++++ The data
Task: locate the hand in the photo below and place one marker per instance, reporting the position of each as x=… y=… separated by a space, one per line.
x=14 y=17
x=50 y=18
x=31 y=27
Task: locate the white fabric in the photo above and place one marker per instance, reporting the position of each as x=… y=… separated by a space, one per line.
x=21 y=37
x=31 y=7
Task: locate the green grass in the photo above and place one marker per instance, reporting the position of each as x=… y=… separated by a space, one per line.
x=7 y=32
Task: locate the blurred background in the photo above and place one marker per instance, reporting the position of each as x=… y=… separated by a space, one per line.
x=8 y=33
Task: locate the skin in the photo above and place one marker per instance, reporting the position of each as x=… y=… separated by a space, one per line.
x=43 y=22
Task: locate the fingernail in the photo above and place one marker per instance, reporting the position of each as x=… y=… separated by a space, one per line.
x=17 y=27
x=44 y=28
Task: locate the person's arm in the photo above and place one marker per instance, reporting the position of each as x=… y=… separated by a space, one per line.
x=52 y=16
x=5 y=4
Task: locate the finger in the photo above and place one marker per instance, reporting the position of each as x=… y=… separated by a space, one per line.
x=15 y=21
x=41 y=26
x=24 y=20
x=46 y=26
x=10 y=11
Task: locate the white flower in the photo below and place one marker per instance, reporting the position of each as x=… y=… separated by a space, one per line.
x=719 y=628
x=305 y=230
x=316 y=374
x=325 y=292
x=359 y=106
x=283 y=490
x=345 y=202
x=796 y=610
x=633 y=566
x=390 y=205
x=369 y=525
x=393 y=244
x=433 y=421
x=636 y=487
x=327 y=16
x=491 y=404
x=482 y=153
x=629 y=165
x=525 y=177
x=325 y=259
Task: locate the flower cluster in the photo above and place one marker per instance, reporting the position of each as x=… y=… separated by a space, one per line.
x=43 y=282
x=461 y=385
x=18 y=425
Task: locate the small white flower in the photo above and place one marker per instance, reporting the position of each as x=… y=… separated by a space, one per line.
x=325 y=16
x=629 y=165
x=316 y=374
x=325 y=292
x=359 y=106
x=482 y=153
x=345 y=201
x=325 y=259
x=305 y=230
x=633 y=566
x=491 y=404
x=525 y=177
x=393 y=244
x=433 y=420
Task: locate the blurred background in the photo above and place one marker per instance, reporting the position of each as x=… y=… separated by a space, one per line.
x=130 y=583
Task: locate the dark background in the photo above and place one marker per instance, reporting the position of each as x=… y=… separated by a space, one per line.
++++++++
(Work order):
Print every line of the material above exactly.

(Exercise solution):
Task: locate the hand in the photo below and place one marker per instance, reporting the position of each as x=… y=… separated by a space, one per line.
x=14 y=17
x=50 y=18
x=31 y=27
Task: locate the white fabric in the photo above and place one marker per instance, reporting the position of each as x=… y=… separated by a space, one per line.
x=21 y=37
x=31 y=7
Task: locate the green grass in the photo above and place one marker per instance, reporting the position of each as x=… y=… separated by a space, one per line.
x=7 y=32
Task: locate the blurred background in the photo above and place one marker per instance, reporting the position of each as x=… y=… separated by a space, one per line.
x=8 y=33
Task: locate the skin in the photo above and place one marker per instance, reporting the position of each as x=… y=… separated by a space, one per line.
x=43 y=22
Task: locate the fingernail in the photo above and place one marker per instance, reporting the position of each as x=… y=… separated by a space, one per line.
x=17 y=27
x=44 y=28
Task: locate the person's arm in the photo above and place one marker per instance, reporting the position of each as x=… y=… separated by a space, one per line.
x=52 y=16
x=5 y=4
Task: locate the finger in the photo above and place one marker per instance, reporting the position of each as x=… y=… separated by a space, one per line.
x=15 y=21
x=41 y=26
x=24 y=20
x=46 y=26
x=10 y=11
Task: locate the white flower in the photo below and place one marker per instance, reporting the position of each as x=… y=… separated by a space, one per line.
x=719 y=628
x=305 y=230
x=316 y=374
x=325 y=292
x=359 y=106
x=283 y=490
x=345 y=202
x=796 y=610
x=633 y=566
x=390 y=205
x=369 y=525
x=393 y=244
x=433 y=421
x=636 y=487
x=327 y=16
x=491 y=404
x=482 y=153
x=629 y=165
x=525 y=177
x=325 y=259
Task: locate the flower cluster in the photo above and place one marker per instance, reporting the position of each as x=… y=… separated by a space, one per line.
x=43 y=282
x=461 y=385
x=18 y=425
Task: locate the small white flower in the photo above and place one marker per instance, reporting the position of each as x=… y=… separated by a space, one per line.
x=325 y=16
x=629 y=165
x=316 y=374
x=325 y=292
x=359 y=106
x=482 y=153
x=345 y=201
x=325 y=259
x=305 y=230
x=633 y=566
x=491 y=404
x=525 y=177
x=393 y=244
x=433 y=420
Task: locate the blurred background in the photo above and place one marker per instance, reporting the position of each as x=… y=… separated by a space, one per line.
x=130 y=583
Task: locate the dark background in the photo above and place one marker per instance, reporting the position of each as x=… y=… separated by a space, one per line.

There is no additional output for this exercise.